Exercise instructions>
(A) Update the flu shot essay by giving everything from "Flu Shots! $29.99!" down to "of these diseases." again, with "talk shows" changed to "podcasts".
(B) Write the next part of the flu shot essay, picking up right after its final sentence.

Excerpted passage>
$29.99 is a small price to pay to avoid the flu. Right?
Flu Shots! Every drugstore offers them. I had my first one last year, not because I asked for it, but because I went for my annual checkup before I spent a month abroad, my doctor urged me to get it before I got on the plane, and it was covered with the preventive care visit. The needle was in there almost before I could open my mouth. My arm was really sore for a few days. I didn’t get the flu last year.
Flu Shots! $29.99! Everywhere I go. If I went back to the doctor, I know she’d happily stick me again. But somehow the annual advent of flu shots kicks off a massive internal debate. Do I really need it?
The pros and cons rage back and forth. I’m familiar with many reasons that people avoid flu shots. I’m sure the anti-vaccine crowd will continue to write books and appear on talk shows to scare us away from any vaccine, until America suffers an ensuing large outbreak of whooping cough or measles, and we come back to our senses, having re-witnessed the horrors of these diseases.

Entries shown>
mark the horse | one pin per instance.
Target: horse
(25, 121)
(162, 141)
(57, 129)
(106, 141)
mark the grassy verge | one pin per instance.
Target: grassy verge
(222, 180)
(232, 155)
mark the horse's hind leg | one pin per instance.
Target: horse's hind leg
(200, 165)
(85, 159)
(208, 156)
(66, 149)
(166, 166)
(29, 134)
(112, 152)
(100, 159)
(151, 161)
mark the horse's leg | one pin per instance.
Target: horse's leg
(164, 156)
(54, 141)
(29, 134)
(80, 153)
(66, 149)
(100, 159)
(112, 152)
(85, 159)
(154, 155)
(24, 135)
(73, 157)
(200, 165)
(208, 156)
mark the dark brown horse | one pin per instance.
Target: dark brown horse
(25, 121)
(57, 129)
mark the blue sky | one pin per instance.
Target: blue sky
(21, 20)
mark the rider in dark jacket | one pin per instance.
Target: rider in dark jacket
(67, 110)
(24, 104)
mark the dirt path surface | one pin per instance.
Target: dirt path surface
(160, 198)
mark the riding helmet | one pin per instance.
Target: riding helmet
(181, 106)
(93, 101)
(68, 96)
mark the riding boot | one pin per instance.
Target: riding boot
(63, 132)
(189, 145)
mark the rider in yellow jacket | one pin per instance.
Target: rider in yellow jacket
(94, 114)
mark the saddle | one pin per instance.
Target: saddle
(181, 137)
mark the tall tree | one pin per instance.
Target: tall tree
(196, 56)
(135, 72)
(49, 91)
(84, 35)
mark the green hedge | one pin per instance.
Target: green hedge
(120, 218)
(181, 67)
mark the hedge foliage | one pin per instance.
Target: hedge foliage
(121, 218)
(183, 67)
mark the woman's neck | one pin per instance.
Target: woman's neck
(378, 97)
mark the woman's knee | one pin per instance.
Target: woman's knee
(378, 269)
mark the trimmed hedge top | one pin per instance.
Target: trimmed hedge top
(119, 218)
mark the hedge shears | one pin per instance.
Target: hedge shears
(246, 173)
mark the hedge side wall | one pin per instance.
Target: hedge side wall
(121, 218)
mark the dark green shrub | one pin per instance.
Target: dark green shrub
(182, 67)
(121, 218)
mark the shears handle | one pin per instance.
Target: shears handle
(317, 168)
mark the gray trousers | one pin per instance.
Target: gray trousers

Results of the tasks>
(A)
Flu Shots! $29.99! Everywhere I go. If I went back to the doctor, I know she’d happily stick me again. But somehow the annual advent of flu shots kicks off a massive internal debate. Do I really need it?
The pros and cons rage back and forth. I’m familiar with many reasons that people avoid flu shots. I’m sure the anti-vaccine crowd will continue to write books and appear on podcasts to scare us away from any vaccine, until America suffers an ensuing large outbreak of whooping cough or measles, and we come back to our senses, having re-witnessed the horrors of these diseases.

(B)
Some people fear that the vaccine itself it will infect them with the flu, or that it contains chemicals which will poison them. I have friends who are scientists (as opposed to ragtag arts writers like me), and I asked them all about it. Now I know the dead virus in the vaccine triggers my immune system’s defense without making me sick, and I know that protection from diseases like polio and tetanus far outweighs any ill effects of vaccines (effects which do not include autism).
Flu Shots! $29.99! I do get skeptical of the united front from doctors and the government to spend thirty bucks on a vaccine for an illness that is very, very seldom fatal to otherwise healthy individuals. They’ve got to be in league with the pharmaceutical companies. Our government and health care officials whip up fear about the flu, and big-ass corporate pharma rakes in the profits. Why should I pay up?
On the other hand, it also makes sense that our government would want to do everything it could to prevent a large flu outbreak, which would cost a heck of a lot more than a season of public service announcements. Even without a 1919-type horror, I’m sure that the flu takes a noticeable toll on the country’s productivity each winter, as workers are forced to take sick leave when they catch it. It’s in everyone’s best interest to keep the population healthy as possible, to avoid lost revenue and productivity, and to avoid extra demands on the health-care system.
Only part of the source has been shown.